• **Task objective**
Look for the line that contains "Target: penalty area line"; output that line and every line after it exactly, through the final line of the material below, and nothing else.

• **The data**

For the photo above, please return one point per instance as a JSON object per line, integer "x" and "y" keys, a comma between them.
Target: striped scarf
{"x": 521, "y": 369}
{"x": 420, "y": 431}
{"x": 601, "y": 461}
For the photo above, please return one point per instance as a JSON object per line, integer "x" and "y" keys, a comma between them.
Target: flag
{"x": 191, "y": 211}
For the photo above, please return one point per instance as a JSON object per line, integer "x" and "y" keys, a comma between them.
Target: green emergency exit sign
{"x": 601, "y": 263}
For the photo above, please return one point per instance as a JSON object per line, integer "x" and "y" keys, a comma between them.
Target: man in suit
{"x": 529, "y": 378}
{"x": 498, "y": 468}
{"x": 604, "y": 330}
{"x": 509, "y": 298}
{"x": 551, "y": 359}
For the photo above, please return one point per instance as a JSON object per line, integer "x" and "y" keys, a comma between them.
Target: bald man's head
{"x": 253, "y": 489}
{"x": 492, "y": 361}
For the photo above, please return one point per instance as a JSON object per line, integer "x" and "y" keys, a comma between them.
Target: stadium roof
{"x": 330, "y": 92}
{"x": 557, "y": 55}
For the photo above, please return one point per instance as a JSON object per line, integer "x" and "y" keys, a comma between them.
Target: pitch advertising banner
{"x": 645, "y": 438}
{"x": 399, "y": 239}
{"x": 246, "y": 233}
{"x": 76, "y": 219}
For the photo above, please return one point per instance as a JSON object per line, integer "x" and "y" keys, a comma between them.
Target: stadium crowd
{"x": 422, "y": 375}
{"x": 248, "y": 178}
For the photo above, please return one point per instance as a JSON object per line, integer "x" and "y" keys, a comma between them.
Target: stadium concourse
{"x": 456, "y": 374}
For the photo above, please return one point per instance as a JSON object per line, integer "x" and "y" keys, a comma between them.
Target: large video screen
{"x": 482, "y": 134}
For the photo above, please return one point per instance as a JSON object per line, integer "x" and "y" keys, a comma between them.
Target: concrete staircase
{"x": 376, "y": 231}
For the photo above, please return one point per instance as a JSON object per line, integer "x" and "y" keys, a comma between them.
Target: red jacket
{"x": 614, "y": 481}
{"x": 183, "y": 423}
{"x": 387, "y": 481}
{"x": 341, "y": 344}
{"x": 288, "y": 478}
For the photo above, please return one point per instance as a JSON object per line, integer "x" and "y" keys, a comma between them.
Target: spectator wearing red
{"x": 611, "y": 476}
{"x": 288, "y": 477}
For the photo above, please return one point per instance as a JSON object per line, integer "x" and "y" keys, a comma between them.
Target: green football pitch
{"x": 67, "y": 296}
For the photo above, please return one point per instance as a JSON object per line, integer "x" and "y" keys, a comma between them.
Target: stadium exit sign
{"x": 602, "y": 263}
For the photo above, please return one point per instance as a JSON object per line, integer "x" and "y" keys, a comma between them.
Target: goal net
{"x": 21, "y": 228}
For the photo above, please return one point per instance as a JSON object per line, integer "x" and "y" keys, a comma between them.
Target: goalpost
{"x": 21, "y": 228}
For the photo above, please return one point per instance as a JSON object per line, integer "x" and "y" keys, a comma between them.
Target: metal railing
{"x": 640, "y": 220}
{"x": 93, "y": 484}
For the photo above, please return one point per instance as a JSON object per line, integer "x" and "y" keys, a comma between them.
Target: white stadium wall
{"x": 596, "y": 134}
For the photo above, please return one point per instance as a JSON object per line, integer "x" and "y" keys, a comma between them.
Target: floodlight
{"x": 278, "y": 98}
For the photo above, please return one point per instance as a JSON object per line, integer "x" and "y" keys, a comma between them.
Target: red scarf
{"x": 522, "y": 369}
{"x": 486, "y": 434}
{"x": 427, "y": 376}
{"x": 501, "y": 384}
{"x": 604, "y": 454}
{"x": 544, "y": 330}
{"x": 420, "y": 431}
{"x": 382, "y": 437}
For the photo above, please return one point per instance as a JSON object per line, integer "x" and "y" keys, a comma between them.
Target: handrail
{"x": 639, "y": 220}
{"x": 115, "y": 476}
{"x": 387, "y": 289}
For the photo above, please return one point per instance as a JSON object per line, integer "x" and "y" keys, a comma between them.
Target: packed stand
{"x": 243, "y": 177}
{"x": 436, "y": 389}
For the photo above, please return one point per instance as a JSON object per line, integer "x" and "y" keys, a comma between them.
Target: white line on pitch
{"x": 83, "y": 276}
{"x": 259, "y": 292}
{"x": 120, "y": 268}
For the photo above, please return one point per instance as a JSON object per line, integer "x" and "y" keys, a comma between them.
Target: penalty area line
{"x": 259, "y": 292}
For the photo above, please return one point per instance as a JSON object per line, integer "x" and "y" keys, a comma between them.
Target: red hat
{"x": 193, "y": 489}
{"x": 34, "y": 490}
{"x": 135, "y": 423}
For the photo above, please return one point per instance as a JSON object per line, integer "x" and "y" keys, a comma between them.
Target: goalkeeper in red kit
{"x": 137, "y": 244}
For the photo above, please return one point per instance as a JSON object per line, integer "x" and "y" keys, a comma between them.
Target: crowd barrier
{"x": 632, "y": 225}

• **Task solution**
Target: penalty area line
{"x": 259, "y": 292}
For the photo above, please return one point per instance as a JSON object per line, integer "x" and "y" keys, a comma between them.
Target: red hat
{"x": 193, "y": 489}
{"x": 34, "y": 490}
{"x": 135, "y": 423}
For the photo above, please return one point per instance as a JSON object per line, integer "x" and "y" keys, a comma between them.
Target: goalkeeper in red kit
{"x": 137, "y": 244}
For the photo above, please return one point per instance as a JSON object per line, integer "x" and "y" keys, a comma between them.
Target: crowd barrier
{"x": 632, "y": 225}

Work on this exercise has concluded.